# Provided passage
<<<<

Live migration requires that both the source and destination Compute nodes are running.

In some cases, instances cannot use live migration. For more information, see Migration constraints.

Evacuation

If you need to migrate instances because the source Compute node has already failed, you can evacuate the instances.

16.3.2. Migration constraints

Migration constraints typically arise with block migration, configuration disks, or when one or more instances access physical hardware on the Compute node.

CPU constraints

The source and destination Compute nodes must have the same CPU architecture. For example, Red Hat does not support migrating an instance from an x86_64 CPU to a ppc64le CPU.

Migration between different CPU models is not supported. In some cases, the CPU of the source and destination Compute node must match exactly, such as instances that use CPU host passthrough. In all cases, the CPU features of the destination node must be a superset of the CPU features on the source node.

Memory constraints

The destination Compute node must have sufficient available RAM. Memory oversubscription can cause migration to fail.

>>>>

# Set problem 1
From the instance migration passage, return word for word the span that begins at the words "CPU constraints" and stops after "a ppc64le CPU.".
# Set problem 2
Resume the instance migration passage right after its last sentence and write what comes next.

# Given records
<<<<

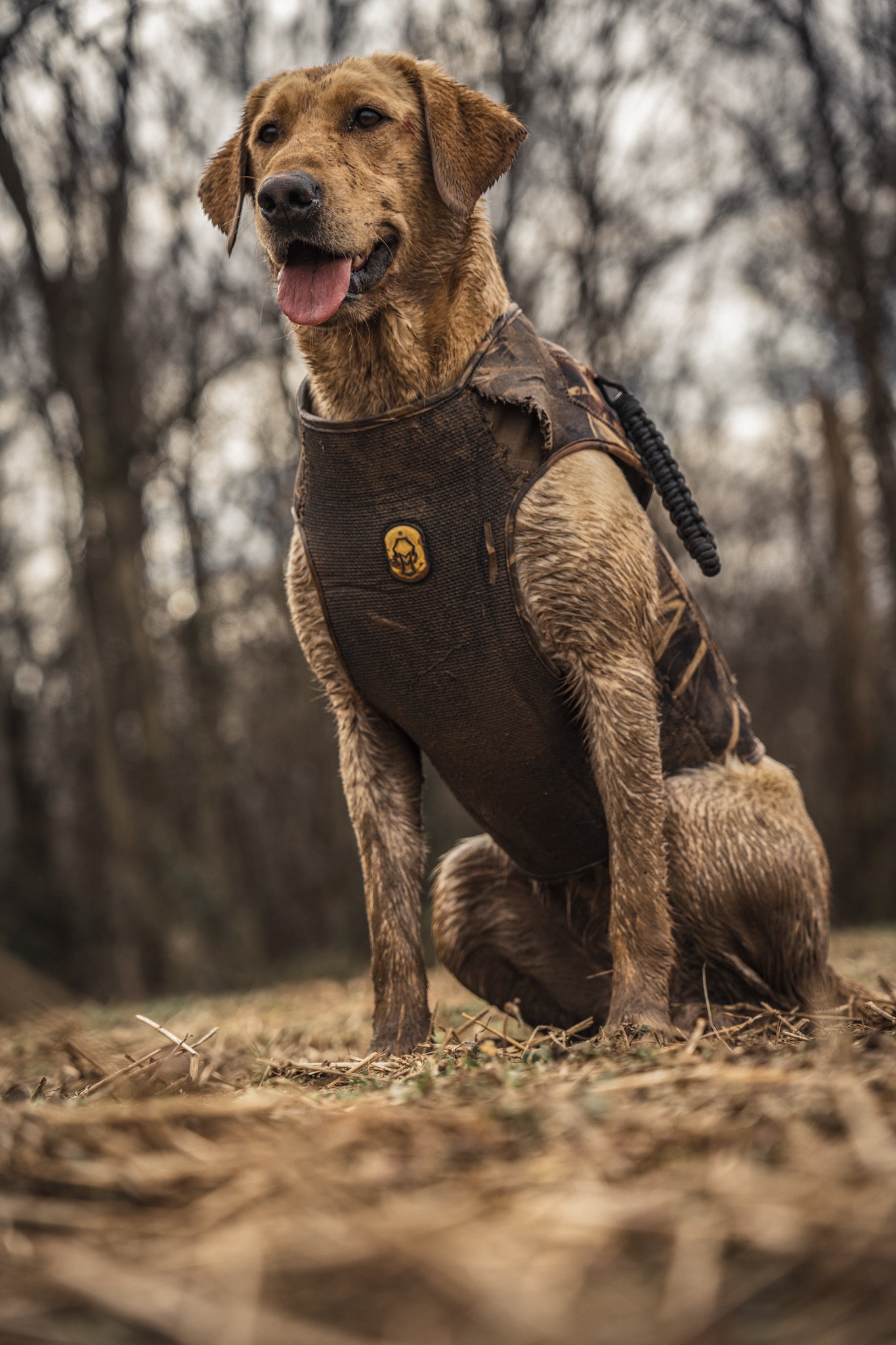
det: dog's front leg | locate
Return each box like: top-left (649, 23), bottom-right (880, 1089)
top-left (337, 703), bottom-right (430, 1055)
top-left (288, 529), bottom-right (430, 1055)
top-left (516, 451), bottom-right (674, 1038)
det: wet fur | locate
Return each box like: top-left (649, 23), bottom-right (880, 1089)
top-left (200, 55), bottom-right (850, 1050)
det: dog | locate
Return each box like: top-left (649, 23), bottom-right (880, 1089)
top-left (200, 54), bottom-right (855, 1052)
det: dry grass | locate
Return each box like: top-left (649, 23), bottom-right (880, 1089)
top-left (0, 931), bottom-right (896, 1345)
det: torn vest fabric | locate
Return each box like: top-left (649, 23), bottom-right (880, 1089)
top-left (295, 305), bottom-right (764, 878)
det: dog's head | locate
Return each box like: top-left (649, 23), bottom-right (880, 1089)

>>>>

# Reply 1
CPU constraints

The source and destination Compute nodes must have the same CPU architecture. For example, Red Hat does not support migrating an instance from an x86_64 CPU to a ppc64le CPU.

# Reply 2
Block migration constraints

Migrating instances that use disks that are stored locally on a Compute node takes significantly longer than migrating volume-backed instances that use shared storage, such as Red Hat Ceph Storage. This latency arises because OpenStack Compute (nova) migrates local disks block-by-block between the Compute nodes over the control plane network by default. By contrast, volume-backed instances that use shared storage, such as Red Hat Ceph Storage, do not have to migrate the volumes, because each Compute node already has access to the shared storage.

Note

Network congestion in the control plane network caused by migrating local disks or instances that consume large amounts of RAM might impact the performance of other systems that use the control plane network, such as RabbitMQ.

Read-only drive migration constraints

Migrating a drive is supported only if the drive has both read and write capabilities. For example, OpenStack Compute (nova) cannot migrate a CD-ROM drive or a read-only config drive. However, OpenStack Compute (nova) can migrate a drive with both read and write capabilities, including a config drive with a drive format such as vfat.

Live migration constraints

In some cases, live migrating instances involves additional constraints.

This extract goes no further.